She had moved aboard months before and took to boating life very well. Her first sail, sitting on the bow with both legs sticking out through the bow rail, clutching the forestay, screaming with joy every time the waves leaped up to splash her feet, oblivious to the slight danger of the 18 knot wind sail, told me she was the girl for me. After a year or so of such continued enthusiasm for our lifestyle I felt this even more.

We had moored the boat on the other side of this isthmus and rented a room at the historic Banning House, Room 7, one of the two bungalows on the hillside overlooking Cat Harbor. We could keep an eye the boat from there through the large window of the room. I had proposed to her on the boat before we took the room.

We planned a simple wedding months later in the courtyard of the Banning House. We got rooms for each of our mothers with an adjoining patio overlooking the harbor where they compared our childhoods with each other.

Their ride over on the Catalina Express boat was pretty magical, with a lightning storm, galloping dolphins and Flying Fish.

We sailed the boat over with our comedic budding actor, John who impersonated every sailing character from film and TV he could think of. With his dark blue captain's cap on and behind the wheel in a good beam breeze he was more than a little inspired to give his renditions of characters from Moby Dick, Popeye to Humphrey Bogart. John ultimately ended up as one of the hundreds of destitute people on the tanker screaming for water in the film, "Waterworld".

I had arranged for him and my best friend and best man, Rick (who the night before the wedding warned me to not marry this woman) to sleep in one of the camping tee-pees available for rent overlooking the beach. We thought it was a cute idea and both guys were game for a bit of open sky. On inspection we found the tents were crawling with earwigs. No problem for Rick who is an avid High Sierra camper. Little Johnny squeamish about sleeping with bugs wandered around town all night and ultimately that the door to the Harbor Reef Restaurant was unlocked and so he found a booth to sleep on.

» **EXTRACTED DATA**
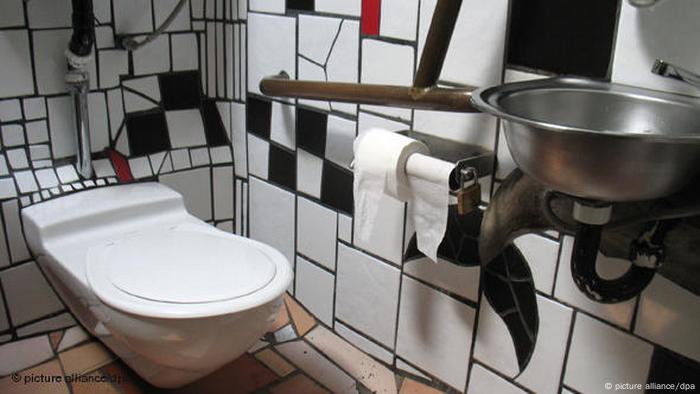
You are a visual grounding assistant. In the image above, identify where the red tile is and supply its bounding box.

...

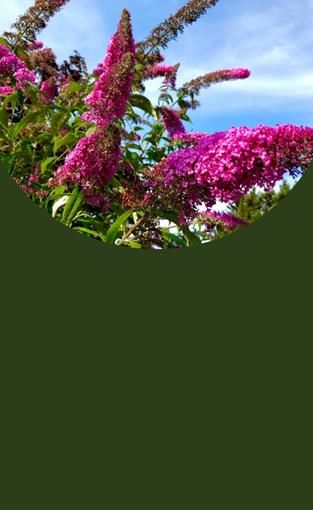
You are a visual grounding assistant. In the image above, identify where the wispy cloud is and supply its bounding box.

...

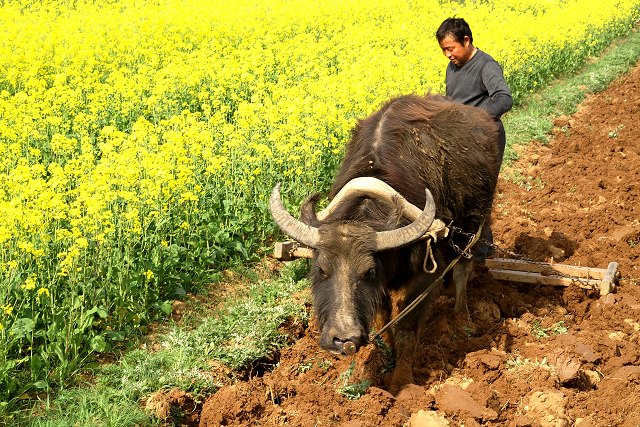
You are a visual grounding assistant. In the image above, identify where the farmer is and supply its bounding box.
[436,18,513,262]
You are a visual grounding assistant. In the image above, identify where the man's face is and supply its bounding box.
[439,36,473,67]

» **BRIEF**
Name every kind of animal that the wedding story mentions. The lines have no connection to the wedding story.

» **TASK ANSWER**
dolphins, Flying Fish, earwigs